# [Extracted records]

/---

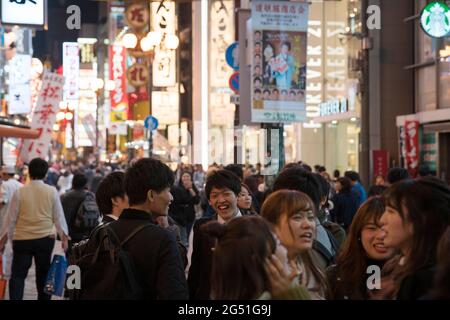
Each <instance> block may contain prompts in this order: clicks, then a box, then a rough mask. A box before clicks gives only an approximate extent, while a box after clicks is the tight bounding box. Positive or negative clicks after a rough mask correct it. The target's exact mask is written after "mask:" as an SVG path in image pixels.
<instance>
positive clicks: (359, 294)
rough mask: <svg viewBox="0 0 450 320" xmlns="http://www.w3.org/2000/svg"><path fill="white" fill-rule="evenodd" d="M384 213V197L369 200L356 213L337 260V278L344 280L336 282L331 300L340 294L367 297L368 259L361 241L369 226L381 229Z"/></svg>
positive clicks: (330, 297) (374, 197)
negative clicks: (337, 294) (381, 225)
mask: <svg viewBox="0 0 450 320" xmlns="http://www.w3.org/2000/svg"><path fill="white" fill-rule="evenodd" d="M383 213H384V201H383V198H382V197H373V198H369V199H368V200H367V201H366V202H364V203H363V204H362V205H361V207H360V208H359V209H358V211H357V212H356V214H355V217H354V218H353V221H352V224H351V225H350V228H349V232H348V234H347V238H346V239H345V241H344V243H343V244H342V248H341V250H340V252H339V254H338V255H337V258H336V265H337V273H336V277H338V278H340V279H342V281H336V285H335V288H334V292H330V294H331V297H330V298H331V299H333V298H334V295H335V294H336V293H338V292H353V293H356V294H358V293H359V295H360V298H361V299H362V298H364V297H365V292H366V291H367V287H366V281H365V280H366V278H367V274H366V270H367V267H368V261H367V259H368V257H367V254H366V251H365V250H364V247H363V245H362V242H361V241H360V240H359V239H360V238H361V233H362V231H363V229H364V227H365V226H366V225H367V224H369V223H375V224H376V225H377V226H378V227H381V226H380V219H381V216H382V215H383Z"/></svg>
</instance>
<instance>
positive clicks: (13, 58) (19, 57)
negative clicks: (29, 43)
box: [8, 54, 31, 114]
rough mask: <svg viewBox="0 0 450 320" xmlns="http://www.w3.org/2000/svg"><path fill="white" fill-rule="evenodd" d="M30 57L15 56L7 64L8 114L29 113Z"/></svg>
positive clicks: (25, 55)
mask: <svg viewBox="0 0 450 320" xmlns="http://www.w3.org/2000/svg"><path fill="white" fill-rule="evenodd" d="M30 69H31V56H30V55H26V54H16V55H15V56H14V57H13V58H12V59H11V61H10V62H9V100H8V113H9V114H24V113H30V111H31V86H30V80H31V72H24V71H30Z"/></svg>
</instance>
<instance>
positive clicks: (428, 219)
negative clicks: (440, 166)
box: [374, 177, 450, 300]
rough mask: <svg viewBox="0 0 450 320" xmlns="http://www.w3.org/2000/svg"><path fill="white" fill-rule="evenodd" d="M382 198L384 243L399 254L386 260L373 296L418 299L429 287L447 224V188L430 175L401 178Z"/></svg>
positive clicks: (448, 193) (431, 283) (405, 299)
mask: <svg viewBox="0 0 450 320" xmlns="http://www.w3.org/2000/svg"><path fill="white" fill-rule="evenodd" d="M385 200H386V201H385V204H386V210H385V212H384V214H383V216H382V217H381V224H382V226H383V227H382V229H383V232H384V244H385V245H386V246H388V247H392V248H395V249H397V250H399V251H400V253H401V254H400V255H399V257H397V258H396V259H393V260H392V261H389V263H386V265H385V268H384V270H383V274H384V277H383V278H382V281H381V290H380V294H378V295H375V296H374V298H382V299H398V300H416V299H420V298H422V297H423V296H425V295H426V294H427V293H428V291H429V290H430V289H431V288H432V287H433V279H434V276H435V270H436V264H437V263H436V258H437V248H438V243H439V240H440V239H441V237H442V235H443V234H444V232H445V230H446V228H447V227H448V226H449V224H450V188H449V187H448V185H447V184H445V182H443V181H441V180H439V179H437V178H433V177H426V178H420V179H416V180H404V181H401V182H398V183H396V184H394V185H393V186H392V187H391V188H390V189H389V190H388V191H387V192H386V194H385Z"/></svg>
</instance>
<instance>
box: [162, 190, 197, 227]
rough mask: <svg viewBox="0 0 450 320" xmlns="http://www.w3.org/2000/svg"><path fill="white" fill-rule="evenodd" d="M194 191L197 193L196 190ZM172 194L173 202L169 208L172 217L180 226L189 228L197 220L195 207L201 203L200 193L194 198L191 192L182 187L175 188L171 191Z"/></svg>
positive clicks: (195, 195) (176, 222)
mask: <svg viewBox="0 0 450 320" xmlns="http://www.w3.org/2000/svg"><path fill="white" fill-rule="evenodd" d="M194 191H196V190H195V189H194ZM170 193H172V196H173V201H172V203H171V204H170V207H169V215H170V217H171V218H172V219H173V220H175V221H176V223H177V224H178V225H180V226H183V227H185V226H187V225H188V224H192V222H194V220H195V208H194V206H195V205H196V204H198V203H199V202H200V196H199V194H198V191H196V195H195V196H194V197H193V196H192V195H191V193H190V192H189V190H186V189H185V188H184V187H183V186H182V185H179V186H173V187H172V188H171V189H170Z"/></svg>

\---

# [Exercise requirements]
Change every occurrence of "rough mask" to "coarse mask" throughout the items above, and reproduce them otherwise unaltered, omitting the pictures.

# [Result]
Each <instance> block may contain prompts in this order: clicks, then a box, then a coarse mask. A box before clicks gives only an approximate extent, while a box after clicks is the tight bounding box. Positive or negative clicks after a coarse mask correct it. The target's exact mask is written after "mask:" as an SVG path in image pixels.
<instance>
positive clicks: (359, 294)
coarse mask: <svg viewBox="0 0 450 320" xmlns="http://www.w3.org/2000/svg"><path fill="white" fill-rule="evenodd" d="M384 213V197L369 200L356 213L337 260V278L344 280L336 282L331 300L340 294L367 297L368 259L361 241L369 226L381 229Z"/></svg>
positive clicks: (330, 297) (374, 197)
negative clicks: (337, 294) (381, 225)
mask: <svg viewBox="0 0 450 320" xmlns="http://www.w3.org/2000/svg"><path fill="white" fill-rule="evenodd" d="M383 213H384V201H383V198H382V197H373V198H369V199H368V200H367V201H366V202H364V203H363V204H362V205H361V207H360V208H359V209H358V211H357V212H356V214H355V217H354V218H353V221H352V224H351V225H350V228H349V232H348V234H347V238H346V239H345V241H344V243H343V244H342V248H341V250H340V252H339V254H338V255H337V258H336V265H337V273H336V277H338V278H340V279H342V281H336V285H335V288H334V292H330V294H331V297H330V298H331V299H333V298H334V295H335V294H336V293H338V292H353V293H356V294H358V293H359V295H360V298H361V299H362V298H364V297H365V292H366V291H367V287H366V281H365V280H366V278H367V274H366V270H367V267H368V261H367V259H368V257H367V254H366V251H365V250H364V247H363V245H362V242H361V241H360V240H359V239H360V238H361V233H362V231H363V229H364V227H365V226H366V225H367V224H369V223H375V224H376V225H377V226H378V227H381V226H380V219H381V216H382V215H383Z"/></svg>
</instance>
<instance>
positive clicks: (13, 58) (19, 57)
negative clicks: (29, 43)
box: [8, 54, 31, 114]
coarse mask: <svg viewBox="0 0 450 320" xmlns="http://www.w3.org/2000/svg"><path fill="white" fill-rule="evenodd" d="M30 57L15 56L7 64L8 114L29 113Z"/></svg>
positive clicks: (25, 55)
mask: <svg viewBox="0 0 450 320" xmlns="http://www.w3.org/2000/svg"><path fill="white" fill-rule="evenodd" d="M30 69H31V56H30V55H26V54H16V55H15V56H14V57H13V58H12V59H11V61H10V62H9V100H8V113H9V114H24V113H30V111H31V86H30V80H31V72H24V71H30Z"/></svg>
</instance>
<instance>
positive clicks: (428, 219)
negative clicks: (440, 166)
box: [374, 177, 450, 300]
coarse mask: <svg viewBox="0 0 450 320" xmlns="http://www.w3.org/2000/svg"><path fill="white" fill-rule="evenodd" d="M382 198L384 243L399 254L386 260L373 296L418 299L429 287L447 224V188L430 175L401 178Z"/></svg>
positive clicks: (448, 193) (431, 283) (405, 299)
mask: <svg viewBox="0 0 450 320" xmlns="http://www.w3.org/2000/svg"><path fill="white" fill-rule="evenodd" d="M385 200H386V201H385V204H386V210H385V212H384V214H383V216H382V217H381V224H382V226H383V227H382V229H383V232H384V244H385V245H386V246H388V247H392V248H395V249H397V250H399V251H400V253H401V254H400V255H399V257H397V258H396V259H393V260H392V261H389V263H386V265H385V268H384V270H383V274H384V277H383V278H382V281H381V290H380V294H378V295H375V296H374V298H382V299H398V300H416V299H420V298H422V297H423V296H425V295H426V294H427V293H428V291H429V290H430V289H431V288H432V287H433V279H434V276H435V270H436V264H437V263H436V258H437V248H438V243H439V240H440V239H441V237H442V235H443V234H444V232H445V230H446V228H447V227H448V226H449V224H450V188H449V187H448V185H447V184H445V182H443V181H441V180H439V179H437V178H433V177H426V178H420V179H416V180H404V181H401V182H398V183H396V184H394V185H393V186H392V187H391V188H390V189H389V190H388V191H387V192H386V194H385Z"/></svg>
</instance>
<instance>
box: [162, 190, 197, 227]
coarse mask: <svg viewBox="0 0 450 320" xmlns="http://www.w3.org/2000/svg"><path fill="white" fill-rule="evenodd" d="M194 191L197 193L196 190ZM172 194L173 202L169 208L172 217L180 226L189 228L197 220L195 207L201 203L200 193L194 198L191 192L182 187L175 188L171 191Z"/></svg>
positive clicks: (195, 195) (176, 222)
mask: <svg viewBox="0 0 450 320" xmlns="http://www.w3.org/2000/svg"><path fill="white" fill-rule="evenodd" d="M194 191H196V190H195V189H194ZM170 193H172V196H173V201H172V203H171V204H170V207H169V215H170V217H171V218H172V219H173V220H175V221H176V223H177V224H178V225H180V226H183V227H185V226H187V225H188V224H192V222H194V220H195V208H194V206H195V205H196V204H198V203H199V202H200V196H199V194H198V191H196V195H195V196H194V197H193V196H192V195H191V193H190V192H189V190H186V189H185V188H184V187H183V186H182V185H179V186H173V187H172V188H171V189H170Z"/></svg>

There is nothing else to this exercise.